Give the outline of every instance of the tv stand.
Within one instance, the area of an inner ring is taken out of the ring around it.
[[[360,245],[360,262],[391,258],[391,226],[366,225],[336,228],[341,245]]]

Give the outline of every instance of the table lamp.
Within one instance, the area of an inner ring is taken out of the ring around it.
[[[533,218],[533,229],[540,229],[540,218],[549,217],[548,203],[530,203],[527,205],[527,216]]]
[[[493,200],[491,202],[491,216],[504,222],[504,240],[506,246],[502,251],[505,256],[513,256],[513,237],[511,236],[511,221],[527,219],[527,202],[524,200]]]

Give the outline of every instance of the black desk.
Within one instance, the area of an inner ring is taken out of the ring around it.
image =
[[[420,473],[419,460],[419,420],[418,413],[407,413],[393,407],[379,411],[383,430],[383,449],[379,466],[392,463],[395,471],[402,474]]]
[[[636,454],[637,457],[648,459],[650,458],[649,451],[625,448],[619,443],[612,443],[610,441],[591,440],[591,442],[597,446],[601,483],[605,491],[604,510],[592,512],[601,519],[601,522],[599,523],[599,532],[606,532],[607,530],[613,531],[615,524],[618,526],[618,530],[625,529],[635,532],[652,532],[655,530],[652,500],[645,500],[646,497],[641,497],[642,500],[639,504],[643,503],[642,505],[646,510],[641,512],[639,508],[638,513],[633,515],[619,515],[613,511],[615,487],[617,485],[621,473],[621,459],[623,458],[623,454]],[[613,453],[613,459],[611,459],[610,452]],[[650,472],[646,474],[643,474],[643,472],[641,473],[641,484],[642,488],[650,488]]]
----
Obiettivo del compito: Sostituisci "black desk" con "dark desk" nelle righe sopra e riportale, senza cambiare nient'altro.

Risultato corretto:
Give the outline of every instance of the tv stand.
Within one instance, the area of an inner ring is taken out of the ring around it.
[[[360,245],[360,262],[391,258],[391,226],[366,225],[336,228],[341,245]]]

Give the outline of every instance of the table lamp.
Within one instance, the area of an inner ring is taken out of the ring around it.
[[[533,218],[533,229],[540,229],[540,218],[549,217],[548,203],[530,203],[527,205],[527,216]]]
[[[493,200],[491,202],[491,216],[504,222],[504,240],[506,246],[502,251],[505,256],[513,256],[513,237],[511,236],[511,221],[527,219],[527,202],[524,200]]]

Give the outline of every instance of the dark desk.
Within one instance, the area of an inner ring is taken out of the ring around it.
image =
[[[420,473],[419,460],[419,420],[418,413],[407,413],[393,407],[379,411],[383,430],[383,449],[379,466],[392,463],[395,471],[402,474]]]
[[[636,454],[637,457],[648,459],[650,458],[649,451],[625,448],[619,443],[612,443],[610,441],[591,440],[591,442],[597,446],[601,483],[605,491],[604,510],[592,512],[601,519],[601,522],[599,523],[599,532],[606,532],[607,530],[613,531],[615,524],[618,526],[618,530],[625,529],[635,532],[652,532],[655,530],[652,500],[645,500],[646,497],[641,497],[642,500],[639,504],[643,503],[642,505],[646,510],[641,512],[639,508],[638,513],[633,515],[619,515],[613,511],[615,487],[617,485],[621,473],[621,459],[623,458],[623,454]],[[613,453],[613,459],[611,459],[610,452]],[[650,472],[646,474],[643,474],[643,472],[641,473],[641,484],[642,488],[650,488]]]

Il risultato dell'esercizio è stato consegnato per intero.